Texto da página:
——

Definitivamente instalado em Portugal, expandiu o seu império aos vinhos, com a Quinta da Bacalhôa em Azeitão - propriedade da fundação a que deu o nome, um dos braços com que manobrava as suas atividades. Com o outro, a Metalgest, dedicava-se aos negócios puros e duros, incluindo investimentos em bolsa e participações nas maiores empresas portuguesas - incluindo Cimpor e Teixeira Duarte -, mas também na banca (BCP, com o próprio banco, a CGD e o BES a financiar a aquisição de uma participação que chegou aos 7%), nas telecom (esteve envolvido na OPA falhada da Sonae à PT) e até no futebol, tendo tentado ficar com o controlo da SAD do Benfica através de uma OPA ("ajudar o clube do coração", nas suas palavras).

——

Registos:

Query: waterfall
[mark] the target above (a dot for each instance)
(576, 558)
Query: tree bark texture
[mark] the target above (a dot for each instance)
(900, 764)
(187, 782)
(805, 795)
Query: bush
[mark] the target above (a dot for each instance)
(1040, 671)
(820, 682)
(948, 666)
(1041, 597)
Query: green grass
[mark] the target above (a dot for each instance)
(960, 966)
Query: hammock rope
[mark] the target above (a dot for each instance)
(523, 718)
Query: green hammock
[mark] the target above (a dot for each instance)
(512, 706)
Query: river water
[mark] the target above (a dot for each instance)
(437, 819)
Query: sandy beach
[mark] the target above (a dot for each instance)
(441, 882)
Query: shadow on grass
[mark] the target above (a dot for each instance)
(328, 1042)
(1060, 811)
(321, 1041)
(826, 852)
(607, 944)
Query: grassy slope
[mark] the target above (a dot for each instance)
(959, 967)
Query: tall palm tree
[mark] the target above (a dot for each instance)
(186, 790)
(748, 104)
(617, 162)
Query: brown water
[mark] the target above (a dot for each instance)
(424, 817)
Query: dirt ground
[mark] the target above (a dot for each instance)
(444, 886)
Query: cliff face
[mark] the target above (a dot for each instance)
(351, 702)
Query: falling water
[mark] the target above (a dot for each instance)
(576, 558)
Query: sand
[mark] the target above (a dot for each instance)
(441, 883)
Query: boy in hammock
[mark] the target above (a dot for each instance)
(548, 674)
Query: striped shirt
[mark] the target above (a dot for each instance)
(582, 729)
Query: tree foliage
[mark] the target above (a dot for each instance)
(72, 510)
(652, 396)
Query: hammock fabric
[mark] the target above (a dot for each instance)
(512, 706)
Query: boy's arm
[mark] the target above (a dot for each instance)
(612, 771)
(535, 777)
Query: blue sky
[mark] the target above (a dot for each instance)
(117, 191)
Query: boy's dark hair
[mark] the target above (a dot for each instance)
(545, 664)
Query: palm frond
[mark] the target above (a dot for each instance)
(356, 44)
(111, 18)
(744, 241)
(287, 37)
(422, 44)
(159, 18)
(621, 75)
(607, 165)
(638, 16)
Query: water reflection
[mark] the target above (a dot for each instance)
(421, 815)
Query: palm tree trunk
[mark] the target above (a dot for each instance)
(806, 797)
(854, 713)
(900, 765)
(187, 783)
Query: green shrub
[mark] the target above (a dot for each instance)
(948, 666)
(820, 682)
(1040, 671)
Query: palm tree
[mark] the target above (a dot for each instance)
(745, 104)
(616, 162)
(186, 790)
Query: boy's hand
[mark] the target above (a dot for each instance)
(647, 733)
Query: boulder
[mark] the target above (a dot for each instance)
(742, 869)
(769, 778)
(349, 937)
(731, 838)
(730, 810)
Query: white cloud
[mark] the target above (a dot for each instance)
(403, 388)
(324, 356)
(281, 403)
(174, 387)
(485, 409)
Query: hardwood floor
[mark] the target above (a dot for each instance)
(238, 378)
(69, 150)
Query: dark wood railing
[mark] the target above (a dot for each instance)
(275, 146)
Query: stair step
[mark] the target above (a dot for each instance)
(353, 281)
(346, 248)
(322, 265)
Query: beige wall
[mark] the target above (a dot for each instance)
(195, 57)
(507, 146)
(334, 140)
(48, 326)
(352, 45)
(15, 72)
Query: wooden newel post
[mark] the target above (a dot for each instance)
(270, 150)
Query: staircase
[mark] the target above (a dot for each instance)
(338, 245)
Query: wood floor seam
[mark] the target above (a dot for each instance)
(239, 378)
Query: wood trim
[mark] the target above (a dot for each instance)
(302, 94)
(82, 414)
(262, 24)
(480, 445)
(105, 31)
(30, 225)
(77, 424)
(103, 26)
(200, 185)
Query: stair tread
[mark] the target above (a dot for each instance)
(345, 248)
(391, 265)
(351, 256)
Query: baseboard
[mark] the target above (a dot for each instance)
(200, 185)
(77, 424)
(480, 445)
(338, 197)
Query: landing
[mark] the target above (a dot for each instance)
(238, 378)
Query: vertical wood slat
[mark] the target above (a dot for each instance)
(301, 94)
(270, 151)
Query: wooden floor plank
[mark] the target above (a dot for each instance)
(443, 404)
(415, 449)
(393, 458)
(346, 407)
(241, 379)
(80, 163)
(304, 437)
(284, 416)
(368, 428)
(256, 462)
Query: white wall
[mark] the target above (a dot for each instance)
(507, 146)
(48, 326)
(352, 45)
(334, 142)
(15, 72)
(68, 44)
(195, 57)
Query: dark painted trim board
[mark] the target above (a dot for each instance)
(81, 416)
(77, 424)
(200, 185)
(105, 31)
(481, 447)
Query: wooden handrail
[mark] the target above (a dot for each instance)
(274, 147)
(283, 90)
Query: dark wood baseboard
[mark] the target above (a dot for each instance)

——

A sua tarefa:
Responda a estas perguntas com base no texto da página:
1. Que quinta em Azeitão é mencionada?
2. Até que percentagem chegou a participação no BCP?
3. De que clube se tentou controlar a SAD através de uma OPA?
Os registos não têm qualquer relação com o texto da página.

Resultado da tarefa:
1. A Quinta da Bacalhôa.
2. Chegou aos 7%.
3. Do Benfica.